[Short task]: Using the records below, copy out exactly the line that contains "Task: annotate every instance of the wooden crate" and every line that follows it, up to and including the last, and no others.

[Given records]:
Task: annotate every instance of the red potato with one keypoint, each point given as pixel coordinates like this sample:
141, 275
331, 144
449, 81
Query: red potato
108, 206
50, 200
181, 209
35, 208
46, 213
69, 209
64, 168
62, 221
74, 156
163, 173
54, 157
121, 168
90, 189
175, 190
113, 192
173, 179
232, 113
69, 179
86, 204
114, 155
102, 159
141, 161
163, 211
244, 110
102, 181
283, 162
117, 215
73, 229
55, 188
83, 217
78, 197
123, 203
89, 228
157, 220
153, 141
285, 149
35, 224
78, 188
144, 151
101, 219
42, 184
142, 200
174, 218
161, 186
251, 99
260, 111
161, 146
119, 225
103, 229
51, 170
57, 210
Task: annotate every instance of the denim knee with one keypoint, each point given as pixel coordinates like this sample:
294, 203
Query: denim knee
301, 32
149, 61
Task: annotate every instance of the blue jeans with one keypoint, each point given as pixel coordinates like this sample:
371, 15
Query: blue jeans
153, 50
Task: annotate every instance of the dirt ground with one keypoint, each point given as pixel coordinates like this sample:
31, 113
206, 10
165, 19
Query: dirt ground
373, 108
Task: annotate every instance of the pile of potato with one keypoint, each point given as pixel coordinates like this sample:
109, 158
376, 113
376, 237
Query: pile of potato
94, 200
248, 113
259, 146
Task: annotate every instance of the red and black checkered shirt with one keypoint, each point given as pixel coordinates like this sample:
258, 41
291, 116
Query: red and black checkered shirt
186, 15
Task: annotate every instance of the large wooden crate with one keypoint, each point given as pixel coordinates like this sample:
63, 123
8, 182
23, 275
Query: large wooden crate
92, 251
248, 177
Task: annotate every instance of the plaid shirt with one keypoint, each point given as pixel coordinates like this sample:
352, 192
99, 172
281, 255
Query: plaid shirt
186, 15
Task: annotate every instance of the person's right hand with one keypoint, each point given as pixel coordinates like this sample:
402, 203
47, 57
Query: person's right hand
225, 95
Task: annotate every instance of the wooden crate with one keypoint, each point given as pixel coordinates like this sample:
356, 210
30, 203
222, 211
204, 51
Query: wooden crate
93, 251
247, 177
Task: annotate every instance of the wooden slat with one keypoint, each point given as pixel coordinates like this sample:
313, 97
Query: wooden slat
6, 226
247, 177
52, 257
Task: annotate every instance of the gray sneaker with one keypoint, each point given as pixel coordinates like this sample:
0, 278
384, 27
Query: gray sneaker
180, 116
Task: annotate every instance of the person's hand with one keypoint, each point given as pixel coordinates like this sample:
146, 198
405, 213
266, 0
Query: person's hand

[Expected answer]:
Task: annotate every instance of the wooden crate with one keypoint, each point given as pixel coordinates like this sample:
356, 210
30, 203
222, 211
204, 51
Query: wooden crate
93, 251
247, 177
Task: annotate every instance of the wooden slat with one keypoint, each point given as pixel coordinates like this sample:
313, 97
Query: wooden slat
6, 226
247, 177
52, 257
Task: annotate every instance of the gray sneaker with one keypoint, each point given as pixel coordinates like this sample:
0, 278
384, 27
Query: gray sneaker
180, 116
Task: annotate every instance of the person's hand with one keypoint, each point given as pixel coordinates like this sample:
146, 198
405, 213
266, 0
Query: person's hand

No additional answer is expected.